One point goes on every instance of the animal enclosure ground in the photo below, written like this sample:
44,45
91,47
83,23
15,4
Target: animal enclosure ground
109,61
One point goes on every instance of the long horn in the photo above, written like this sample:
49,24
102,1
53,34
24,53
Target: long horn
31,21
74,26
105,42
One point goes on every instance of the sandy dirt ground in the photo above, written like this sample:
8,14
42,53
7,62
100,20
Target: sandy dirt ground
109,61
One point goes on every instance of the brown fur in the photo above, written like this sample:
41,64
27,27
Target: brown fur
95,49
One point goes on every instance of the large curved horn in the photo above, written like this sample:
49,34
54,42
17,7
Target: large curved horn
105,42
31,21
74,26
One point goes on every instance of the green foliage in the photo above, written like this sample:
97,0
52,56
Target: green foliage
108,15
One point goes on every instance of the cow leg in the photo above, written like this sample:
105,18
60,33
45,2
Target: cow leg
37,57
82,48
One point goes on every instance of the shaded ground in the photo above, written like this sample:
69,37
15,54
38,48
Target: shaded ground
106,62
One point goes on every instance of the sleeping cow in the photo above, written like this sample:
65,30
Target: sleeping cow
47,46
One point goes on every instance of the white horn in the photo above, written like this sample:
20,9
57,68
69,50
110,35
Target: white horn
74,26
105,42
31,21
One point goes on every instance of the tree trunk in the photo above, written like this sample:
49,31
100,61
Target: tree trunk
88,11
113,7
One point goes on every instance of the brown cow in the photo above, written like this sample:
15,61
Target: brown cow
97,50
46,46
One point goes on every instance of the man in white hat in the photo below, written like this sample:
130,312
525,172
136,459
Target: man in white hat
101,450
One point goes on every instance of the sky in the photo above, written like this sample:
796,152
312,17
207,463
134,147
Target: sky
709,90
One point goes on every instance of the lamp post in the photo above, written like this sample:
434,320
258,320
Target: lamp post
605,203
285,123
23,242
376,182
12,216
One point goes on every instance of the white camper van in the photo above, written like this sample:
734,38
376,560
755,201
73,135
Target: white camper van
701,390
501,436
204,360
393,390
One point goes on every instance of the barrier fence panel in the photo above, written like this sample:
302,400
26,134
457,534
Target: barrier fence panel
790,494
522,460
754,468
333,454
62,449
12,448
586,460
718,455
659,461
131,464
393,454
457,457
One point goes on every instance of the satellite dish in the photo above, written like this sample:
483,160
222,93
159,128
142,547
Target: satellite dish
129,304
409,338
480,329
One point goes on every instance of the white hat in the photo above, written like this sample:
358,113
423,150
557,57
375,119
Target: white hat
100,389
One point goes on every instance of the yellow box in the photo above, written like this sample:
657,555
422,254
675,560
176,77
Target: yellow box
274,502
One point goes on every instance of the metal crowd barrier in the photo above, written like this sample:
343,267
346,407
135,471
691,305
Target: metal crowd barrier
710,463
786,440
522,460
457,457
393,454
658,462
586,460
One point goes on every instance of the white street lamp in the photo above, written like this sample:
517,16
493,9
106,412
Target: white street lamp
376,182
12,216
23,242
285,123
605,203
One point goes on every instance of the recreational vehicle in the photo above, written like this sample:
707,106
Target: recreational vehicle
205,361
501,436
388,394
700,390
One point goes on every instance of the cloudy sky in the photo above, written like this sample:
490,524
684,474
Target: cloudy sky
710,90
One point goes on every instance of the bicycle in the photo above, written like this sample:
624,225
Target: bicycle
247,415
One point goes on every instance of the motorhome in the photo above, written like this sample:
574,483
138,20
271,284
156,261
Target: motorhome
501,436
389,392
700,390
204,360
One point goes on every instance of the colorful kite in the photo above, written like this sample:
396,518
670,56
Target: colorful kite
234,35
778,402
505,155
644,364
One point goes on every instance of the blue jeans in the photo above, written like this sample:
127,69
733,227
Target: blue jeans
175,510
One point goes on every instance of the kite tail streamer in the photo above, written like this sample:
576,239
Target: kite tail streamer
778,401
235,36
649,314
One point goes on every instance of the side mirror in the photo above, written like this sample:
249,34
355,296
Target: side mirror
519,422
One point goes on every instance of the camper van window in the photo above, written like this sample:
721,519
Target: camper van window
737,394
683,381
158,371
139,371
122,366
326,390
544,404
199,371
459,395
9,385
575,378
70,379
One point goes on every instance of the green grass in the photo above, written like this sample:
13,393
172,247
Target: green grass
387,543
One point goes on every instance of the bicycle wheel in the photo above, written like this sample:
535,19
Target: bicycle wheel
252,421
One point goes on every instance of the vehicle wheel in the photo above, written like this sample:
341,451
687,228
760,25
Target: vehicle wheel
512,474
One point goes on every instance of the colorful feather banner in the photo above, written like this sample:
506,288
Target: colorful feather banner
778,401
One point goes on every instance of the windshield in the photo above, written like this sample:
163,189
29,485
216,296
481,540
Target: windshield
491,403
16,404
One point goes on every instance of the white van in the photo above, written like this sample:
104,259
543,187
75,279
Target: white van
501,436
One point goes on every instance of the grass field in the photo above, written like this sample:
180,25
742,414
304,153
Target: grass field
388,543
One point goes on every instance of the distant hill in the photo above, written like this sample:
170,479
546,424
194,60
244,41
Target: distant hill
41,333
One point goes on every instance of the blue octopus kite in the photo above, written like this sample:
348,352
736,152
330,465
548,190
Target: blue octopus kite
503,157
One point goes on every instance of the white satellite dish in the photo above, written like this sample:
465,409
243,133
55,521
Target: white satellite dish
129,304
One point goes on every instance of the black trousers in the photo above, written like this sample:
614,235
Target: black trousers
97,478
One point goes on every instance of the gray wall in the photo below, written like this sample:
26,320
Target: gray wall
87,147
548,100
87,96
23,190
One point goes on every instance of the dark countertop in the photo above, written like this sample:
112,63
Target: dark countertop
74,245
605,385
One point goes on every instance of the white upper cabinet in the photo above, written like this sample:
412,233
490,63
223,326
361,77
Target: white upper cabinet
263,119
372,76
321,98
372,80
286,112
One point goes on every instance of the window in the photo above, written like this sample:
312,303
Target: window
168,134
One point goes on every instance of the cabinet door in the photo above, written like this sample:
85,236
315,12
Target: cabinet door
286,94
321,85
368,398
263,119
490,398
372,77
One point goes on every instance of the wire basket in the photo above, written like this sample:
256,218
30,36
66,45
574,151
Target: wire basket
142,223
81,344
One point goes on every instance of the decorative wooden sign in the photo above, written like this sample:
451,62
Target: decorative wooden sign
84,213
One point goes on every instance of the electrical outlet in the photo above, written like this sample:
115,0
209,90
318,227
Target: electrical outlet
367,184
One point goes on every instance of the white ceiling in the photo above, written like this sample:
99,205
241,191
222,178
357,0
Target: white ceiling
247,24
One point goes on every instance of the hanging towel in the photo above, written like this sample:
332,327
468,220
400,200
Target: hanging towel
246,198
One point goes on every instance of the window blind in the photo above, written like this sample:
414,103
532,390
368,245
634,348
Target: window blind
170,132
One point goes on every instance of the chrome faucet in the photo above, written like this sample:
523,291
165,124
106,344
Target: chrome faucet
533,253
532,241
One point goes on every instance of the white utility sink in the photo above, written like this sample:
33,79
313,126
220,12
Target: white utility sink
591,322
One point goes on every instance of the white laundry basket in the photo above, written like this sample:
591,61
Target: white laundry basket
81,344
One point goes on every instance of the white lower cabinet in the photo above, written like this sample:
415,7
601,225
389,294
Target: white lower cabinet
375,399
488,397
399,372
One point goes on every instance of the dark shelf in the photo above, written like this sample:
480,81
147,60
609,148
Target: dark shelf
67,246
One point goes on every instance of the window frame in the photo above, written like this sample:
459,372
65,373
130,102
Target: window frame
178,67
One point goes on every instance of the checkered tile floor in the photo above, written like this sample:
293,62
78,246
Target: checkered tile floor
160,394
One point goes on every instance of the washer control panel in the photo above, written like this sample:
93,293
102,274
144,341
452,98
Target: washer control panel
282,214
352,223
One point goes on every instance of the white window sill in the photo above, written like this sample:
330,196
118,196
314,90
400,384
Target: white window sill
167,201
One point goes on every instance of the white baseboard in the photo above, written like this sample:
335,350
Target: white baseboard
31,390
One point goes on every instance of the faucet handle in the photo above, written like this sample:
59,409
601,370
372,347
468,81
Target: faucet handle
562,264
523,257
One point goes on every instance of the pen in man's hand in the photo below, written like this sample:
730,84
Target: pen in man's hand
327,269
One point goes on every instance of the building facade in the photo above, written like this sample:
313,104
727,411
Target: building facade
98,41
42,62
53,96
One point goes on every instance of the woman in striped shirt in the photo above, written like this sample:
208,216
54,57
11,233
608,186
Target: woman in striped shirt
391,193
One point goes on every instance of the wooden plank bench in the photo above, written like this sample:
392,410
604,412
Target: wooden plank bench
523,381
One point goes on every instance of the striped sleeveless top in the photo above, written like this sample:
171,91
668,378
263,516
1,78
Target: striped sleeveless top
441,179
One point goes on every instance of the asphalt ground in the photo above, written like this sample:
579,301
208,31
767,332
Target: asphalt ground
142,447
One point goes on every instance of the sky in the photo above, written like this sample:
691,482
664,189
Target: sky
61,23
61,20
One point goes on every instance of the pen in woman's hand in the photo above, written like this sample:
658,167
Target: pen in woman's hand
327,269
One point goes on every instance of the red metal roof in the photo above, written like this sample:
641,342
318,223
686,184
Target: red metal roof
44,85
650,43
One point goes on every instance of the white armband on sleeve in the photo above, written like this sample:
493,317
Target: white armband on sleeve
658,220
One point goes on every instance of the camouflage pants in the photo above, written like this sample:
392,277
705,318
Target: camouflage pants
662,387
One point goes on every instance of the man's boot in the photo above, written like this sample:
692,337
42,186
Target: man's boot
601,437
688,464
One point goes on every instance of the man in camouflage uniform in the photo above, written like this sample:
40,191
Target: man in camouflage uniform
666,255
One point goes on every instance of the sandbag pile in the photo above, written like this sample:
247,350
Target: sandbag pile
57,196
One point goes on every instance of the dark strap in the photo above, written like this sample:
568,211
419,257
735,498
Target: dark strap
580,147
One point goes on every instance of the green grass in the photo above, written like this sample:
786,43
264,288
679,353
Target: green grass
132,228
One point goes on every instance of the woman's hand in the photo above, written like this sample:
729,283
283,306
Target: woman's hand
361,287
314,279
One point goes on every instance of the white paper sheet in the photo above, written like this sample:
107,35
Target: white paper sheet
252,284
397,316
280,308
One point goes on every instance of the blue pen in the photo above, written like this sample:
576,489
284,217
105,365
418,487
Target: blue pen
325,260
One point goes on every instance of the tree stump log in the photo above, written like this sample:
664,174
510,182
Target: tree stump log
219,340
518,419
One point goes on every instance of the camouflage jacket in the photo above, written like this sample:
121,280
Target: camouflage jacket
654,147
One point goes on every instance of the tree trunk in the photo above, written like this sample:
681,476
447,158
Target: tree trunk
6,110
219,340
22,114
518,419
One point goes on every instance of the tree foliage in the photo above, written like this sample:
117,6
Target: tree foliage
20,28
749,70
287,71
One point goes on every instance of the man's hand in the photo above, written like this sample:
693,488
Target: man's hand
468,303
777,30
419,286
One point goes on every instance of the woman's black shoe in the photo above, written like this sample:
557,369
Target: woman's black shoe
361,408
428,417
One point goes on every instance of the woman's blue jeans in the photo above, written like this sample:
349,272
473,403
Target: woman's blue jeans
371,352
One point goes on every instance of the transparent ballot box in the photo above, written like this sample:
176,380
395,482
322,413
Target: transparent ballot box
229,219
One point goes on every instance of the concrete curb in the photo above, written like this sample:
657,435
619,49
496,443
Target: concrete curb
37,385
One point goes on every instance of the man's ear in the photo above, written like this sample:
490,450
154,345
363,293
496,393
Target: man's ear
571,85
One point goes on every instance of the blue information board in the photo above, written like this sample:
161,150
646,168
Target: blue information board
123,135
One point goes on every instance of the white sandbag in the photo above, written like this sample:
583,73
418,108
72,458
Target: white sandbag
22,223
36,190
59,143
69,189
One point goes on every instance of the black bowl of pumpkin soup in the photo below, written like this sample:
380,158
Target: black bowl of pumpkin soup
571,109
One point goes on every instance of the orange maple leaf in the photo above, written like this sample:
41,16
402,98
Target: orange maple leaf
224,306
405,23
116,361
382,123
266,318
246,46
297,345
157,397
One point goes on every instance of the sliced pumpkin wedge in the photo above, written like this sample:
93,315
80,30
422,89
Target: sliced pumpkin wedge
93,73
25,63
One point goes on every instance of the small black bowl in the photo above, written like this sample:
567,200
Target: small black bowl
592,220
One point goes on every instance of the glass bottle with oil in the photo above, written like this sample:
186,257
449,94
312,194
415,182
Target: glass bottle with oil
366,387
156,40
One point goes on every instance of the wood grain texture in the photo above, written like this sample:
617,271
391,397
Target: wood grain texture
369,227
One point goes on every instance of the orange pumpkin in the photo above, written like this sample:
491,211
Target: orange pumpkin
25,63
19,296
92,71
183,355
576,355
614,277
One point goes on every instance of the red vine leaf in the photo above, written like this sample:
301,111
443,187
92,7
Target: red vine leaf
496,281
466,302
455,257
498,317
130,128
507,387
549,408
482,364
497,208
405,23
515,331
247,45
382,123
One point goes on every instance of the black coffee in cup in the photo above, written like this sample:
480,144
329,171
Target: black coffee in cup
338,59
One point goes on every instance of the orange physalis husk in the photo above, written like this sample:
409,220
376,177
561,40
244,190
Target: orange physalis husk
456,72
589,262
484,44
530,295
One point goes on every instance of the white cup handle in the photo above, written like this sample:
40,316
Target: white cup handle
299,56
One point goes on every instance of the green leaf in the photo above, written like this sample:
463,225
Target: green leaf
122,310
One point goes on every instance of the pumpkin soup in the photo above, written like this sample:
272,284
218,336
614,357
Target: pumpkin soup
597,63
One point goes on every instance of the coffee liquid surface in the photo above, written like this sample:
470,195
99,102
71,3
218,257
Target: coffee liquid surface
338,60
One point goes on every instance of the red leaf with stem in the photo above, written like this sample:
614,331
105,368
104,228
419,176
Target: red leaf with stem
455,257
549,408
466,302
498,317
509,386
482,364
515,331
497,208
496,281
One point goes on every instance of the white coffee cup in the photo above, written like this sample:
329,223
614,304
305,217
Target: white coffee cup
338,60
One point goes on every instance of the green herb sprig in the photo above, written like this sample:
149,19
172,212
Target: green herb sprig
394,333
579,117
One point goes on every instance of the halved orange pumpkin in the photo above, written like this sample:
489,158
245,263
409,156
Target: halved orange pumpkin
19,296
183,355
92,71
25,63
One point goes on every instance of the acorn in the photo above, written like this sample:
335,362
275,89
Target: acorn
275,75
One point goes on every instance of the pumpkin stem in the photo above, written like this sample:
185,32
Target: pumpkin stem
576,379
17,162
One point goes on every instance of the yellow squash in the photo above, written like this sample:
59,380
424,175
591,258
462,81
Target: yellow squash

_ _ _ _

WHAT YOU NEED TO DO:
Begin with the line that contains "One point goes on every instance of the orange physalis" and end with the last line of the records; set down every line in that span exactly, and nothing else.

FULL RESPONSE:
One point goes on every instance of the orange physalis husk in the photo above, written like this sample:
409,220
376,177
561,40
244,190
Target: orange physalis husk
456,72
589,262
484,44
530,295
One point goes on every instance of the white cup handle in the photo above, written like this sample:
40,316
Target: white cup handle
299,56
One point goes on every instance of the green leaf in the photo above, written like this sample:
463,225
Target: green leaf
122,310
One point goes on every instance of the pumpkin soup in the photo above, written like this sample:
272,284
218,336
614,357
Target: pumpkin soup
597,63
One point goes on every instance of the coffee liquid surface in the photo above, written like this sample:
470,195
99,102
71,3
218,257
Target: coffee liquid surface
338,60
One point goes on every instance of the red leaf with stem in the photo above, written like this sample:
614,331
105,368
104,228
419,176
Target: red leaf with stem
455,257
549,408
466,302
498,317
509,386
482,364
515,331
497,208
496,281
One point goes on every instance of the white coffee cup in the photo above, written like this sample:
329,223
614,304
305,217
Target: white coffee cup
338,60
One point goes on every instance of the green herb sprig in the photo above, written like this sample:
149,19
172,212
Target: green herb sprig
394,333
579,117
One point goes on every instance of the halved orange pumpkin in the photo above, written like this sample:
489,158
245,263
409,156
Target: halved orange pumpkin
19,296
183,355
92,71
25,63
One point goes on every instance of the acorn in the photo above, written like this sample:
335,362
275,89
Target: acorn
275,75
One point goes on every instance of the pumpkin stem in the photo above, written like this sample:
185,32
Target: pumpkin stem
576,379
17,162
One point goes on every instance of the yellow squash in the photo above, written like this sample:
59,380
424,175
591,258
462,81
Target: yellow squash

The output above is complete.